» **Direction**
Convert every line of the data below into a Markdown table with the columns "Row" and "Line", numbering the rows and skipping blank lines. Leave out any pictures.

# Given data start

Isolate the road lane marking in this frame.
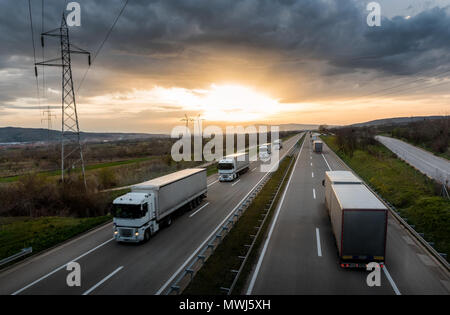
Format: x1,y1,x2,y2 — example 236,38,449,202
246,139,306,295
11,238,114,295
322,153,331,171
382,265,402,295
208,180,219,187
189,202,209,218
83,266,123,295
155,135,303,295
316,228,322,257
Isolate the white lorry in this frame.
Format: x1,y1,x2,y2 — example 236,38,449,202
313,140,323,153
325,173,388,268
322,171,363,209
273,139,283,150
259,143,272,161
112,168,207,243
217,153,250,182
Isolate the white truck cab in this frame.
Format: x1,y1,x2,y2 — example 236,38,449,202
112,192,159,242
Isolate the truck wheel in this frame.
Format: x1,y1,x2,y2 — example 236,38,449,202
144,229,150,242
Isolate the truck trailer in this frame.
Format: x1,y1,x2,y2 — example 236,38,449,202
112,168,207,243
217,152,250,182
258,143,272,161
313,140,323,153
273,139,283,150
328,184,388,268
323,171,363,209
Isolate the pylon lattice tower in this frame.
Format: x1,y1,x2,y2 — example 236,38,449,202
36,13,91,186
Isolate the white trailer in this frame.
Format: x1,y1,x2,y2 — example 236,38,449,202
258,143,272,161
323,171,363,209
217,152,250,182
313,140,323,153
112,168,207,242
329,184,388,268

# Given data end

» **Answer to this exercise**
| Row | Line |
|---|---|
| 1 | Isolate the road lane marking in this frame. |
| 2 | Format: x1,y1,x2,y2 — example 236,38,449,202 |
| 3 | 246,139,306,295 |
| 4 | 11,238,114,295 |
| 5 | 322,153,331,171 |
| 6 | 382,265,402,295 |
| 7 | 208,180,219,187 |
| 8 | 189,202,209,218 |
| 9 | 83,266,123,295 |
| 10 | 155,135,303,295 |
| 11 | 316,228,322,257 |
| 12 | Isolate the white lorry in this frame. |
| 13 | Format: x1,y1,x2,y2 — example 236,38,449,202 |
| 14 | 313,140,323,153 |
| 15 | 325,173,388,268 |
| 16 | 322,171,363,209 |
| 17 | 273,139,283,150 |
| 18 | 259,143,272,161 |
| 19 | 112,168,207,243 |
| 20 | 217,153,250,182 |
| 21 | Isolate the white truck cab in this frame. |
| 22 | Format: x1,y1,x2,y2 — example 236,38,449,202 |
| 23 | 112,192,159,242 |
| 24 | Isolate the truck wheel in this frame. |
| 25 | Format: x1,y1,x2,y2 — example 236,38,449,202 |
| 26 | 144,229,150,242 |
| 27 | Isolate the truck trailer in this frame. |
| 28 | Format: x1,y1,x2,y2 — example 236,38,449,202 |
| 29 | 112,168,207,243 |
| 30 | 217,152,250,182 |
| 31 | 258,143,272,161 |
| 32 | 313,140,323,153 |
| 33 | 273,139,283,150 |
| 34 | 328,184,388,268 |
| 35 | 323,171,363,209 |
| 36 | Isolate the pylon lattice tower in this frame. |
| 37 | Format: x1,y1,x2,y2 — example 236,38,449,202 |
| 38 | 36,13,91,186 |
| 39 | Isolate the white trailer in this frame. |
| 40 | Format: x1,y1,x2,y2 — example 236,38,449,202 |
| 41 | 258,143,272,161 |
| 42 | 323,171,363,209 |
| 43 | 217,152,250,182 |
| 44 | 313,140,323,153 |
| 45 | 112,168,207,242 |
| 46 | 329,184,388,268 |